# Can anyone help me



## Zgarrison (Nov 21, 2020)

I have these old wood doors that are damaged does anyone know how I can fix them and retain the original look


----------



## John Smith_inFL (Jul 4, 2018)

welcome to the forum, Z.
can you provide some history of the doors ?
back to original condition may not be possible without cutting out bad wood
and replacing it with good wood that may not match.
what is your woodworking skill level ??
this project will require much more effort than just removing the varnish and refinishing.
what is the value of the doors ?

.


----------



## Steve Neul (Sep 2, 2011)

What I would do is cut enough off the bottom of the door up to the opposite stile to square the door and glue a piece of wood on to fill what was removed. Then do the same with the stile. Then run the door edgewise through a table saw taking off 1/16" off the face up to the opposite stile and remove the entire face of the stile. Then chisel out by hand what you couldn't get with the saw at the opposite stile so the entire face of the rail is removed. Then make a piece of 1/16" thick piece of pine by resawing it and glue on the face of the rail and stile. Then strip the finish off the door letting the old finish run over the new wood. Then tinker with the new finish on scrap wood. You would probably need a light stain, maybe a fruitwood color and then finish it with amber shellac. It will take a lot of trial and error to come up with the right stain and finish. Every coat of amber shellac you put on will make it more orange. You would just have to find the right stain and the right amount of amber shellac. It's a difficult thing for all of us to do, even experienced professionals. If I was bidding the job I would bid three hours work just matching the color and I've been doing that kind of work for decades.


----------



## johnep (Apr 12, 2007)

Have you still got the dog?
johnep


----------



## Tool Agnostic (Aug 13, 2017)

It might help us to know a little about your background, woodworking experience, and available tools.


----------



## woodnthings (Jan 24, 2009)

If you brought them to me, I would saw off the damaged wood on the vertical stile and some off the bottom rail. I would glue on matching grain Pine and stain them matching the existing wood OR strip the entire door, restain and top coat. This is not a job for a novice, to do it correctly.
To make them "whole" again the easist solution is to fill and sand the areas, then paint them since the filler will show through just about any stain you try to use.


----------



## Bob61 (Nov 7, 2020)

We had the same problem caused by our Australian Shepherd, replaced it with a new door. I have only hand tools and couldn't think of a way to fix the old one that would look good short of filling in the damage, sanding, sealing and painting the door.


----------

************

▸ **Exercise prompt**: In the thread on repairing damaged wood doors, rewrite the part that opens with the words containing "I have these" and closes with "the forum, Z.", changing "doors" to "panels". The lines that come next are separate material, unrelated to the thread.

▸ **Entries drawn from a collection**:
************

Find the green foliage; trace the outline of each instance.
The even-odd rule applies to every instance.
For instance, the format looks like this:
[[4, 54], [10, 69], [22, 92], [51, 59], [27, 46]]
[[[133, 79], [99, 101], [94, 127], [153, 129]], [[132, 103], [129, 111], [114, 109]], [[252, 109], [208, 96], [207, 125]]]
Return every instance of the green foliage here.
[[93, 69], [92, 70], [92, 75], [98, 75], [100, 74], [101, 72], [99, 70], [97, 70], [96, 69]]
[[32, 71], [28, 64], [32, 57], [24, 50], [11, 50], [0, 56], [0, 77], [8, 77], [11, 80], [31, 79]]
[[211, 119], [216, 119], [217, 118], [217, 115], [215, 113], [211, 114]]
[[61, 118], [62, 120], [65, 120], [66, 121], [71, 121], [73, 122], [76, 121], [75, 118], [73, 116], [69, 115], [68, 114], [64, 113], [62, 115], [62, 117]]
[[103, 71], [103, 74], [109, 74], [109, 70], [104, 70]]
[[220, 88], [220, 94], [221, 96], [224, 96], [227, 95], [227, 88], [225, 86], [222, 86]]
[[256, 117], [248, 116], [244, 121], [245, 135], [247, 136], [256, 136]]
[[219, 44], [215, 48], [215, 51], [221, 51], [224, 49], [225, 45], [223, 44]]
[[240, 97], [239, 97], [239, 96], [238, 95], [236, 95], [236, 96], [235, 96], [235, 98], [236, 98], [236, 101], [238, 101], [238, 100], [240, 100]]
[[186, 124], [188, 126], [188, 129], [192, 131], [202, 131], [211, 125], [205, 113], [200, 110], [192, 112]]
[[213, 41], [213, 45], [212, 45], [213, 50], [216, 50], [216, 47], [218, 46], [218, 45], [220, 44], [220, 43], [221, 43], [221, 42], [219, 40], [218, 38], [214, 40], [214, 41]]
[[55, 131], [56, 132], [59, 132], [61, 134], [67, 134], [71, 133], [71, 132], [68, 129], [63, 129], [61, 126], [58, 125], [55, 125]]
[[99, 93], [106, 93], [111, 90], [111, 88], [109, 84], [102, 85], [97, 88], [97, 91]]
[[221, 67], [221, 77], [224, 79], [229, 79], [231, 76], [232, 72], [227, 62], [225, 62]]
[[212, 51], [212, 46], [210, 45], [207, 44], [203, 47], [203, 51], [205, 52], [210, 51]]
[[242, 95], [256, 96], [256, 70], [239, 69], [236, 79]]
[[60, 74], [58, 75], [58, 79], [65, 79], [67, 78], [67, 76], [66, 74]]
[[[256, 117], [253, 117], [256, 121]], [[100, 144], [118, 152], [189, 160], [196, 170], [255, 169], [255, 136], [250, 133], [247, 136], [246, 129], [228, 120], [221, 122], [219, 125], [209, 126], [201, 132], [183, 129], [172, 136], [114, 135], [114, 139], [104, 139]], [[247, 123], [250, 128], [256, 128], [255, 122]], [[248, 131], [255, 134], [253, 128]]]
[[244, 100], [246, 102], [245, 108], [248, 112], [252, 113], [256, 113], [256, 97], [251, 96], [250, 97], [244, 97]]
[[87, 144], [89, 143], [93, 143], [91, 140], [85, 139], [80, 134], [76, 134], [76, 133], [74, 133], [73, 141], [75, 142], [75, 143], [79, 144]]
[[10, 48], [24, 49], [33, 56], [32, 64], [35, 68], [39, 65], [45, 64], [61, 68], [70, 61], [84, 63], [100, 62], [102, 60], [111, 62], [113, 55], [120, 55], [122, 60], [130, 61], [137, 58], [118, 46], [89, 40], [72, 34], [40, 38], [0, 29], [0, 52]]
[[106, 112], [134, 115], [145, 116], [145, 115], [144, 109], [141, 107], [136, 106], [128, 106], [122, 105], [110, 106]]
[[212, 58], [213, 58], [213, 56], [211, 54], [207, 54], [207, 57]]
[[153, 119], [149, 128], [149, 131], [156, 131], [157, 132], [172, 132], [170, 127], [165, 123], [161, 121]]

************

▸ **Final result**:
I have these old wood panels that are damaged does anyone know how I can fix them and retain the original look


----------



## John Smith_inFL (Jul 4, 2018)

welcome to the forum, Z.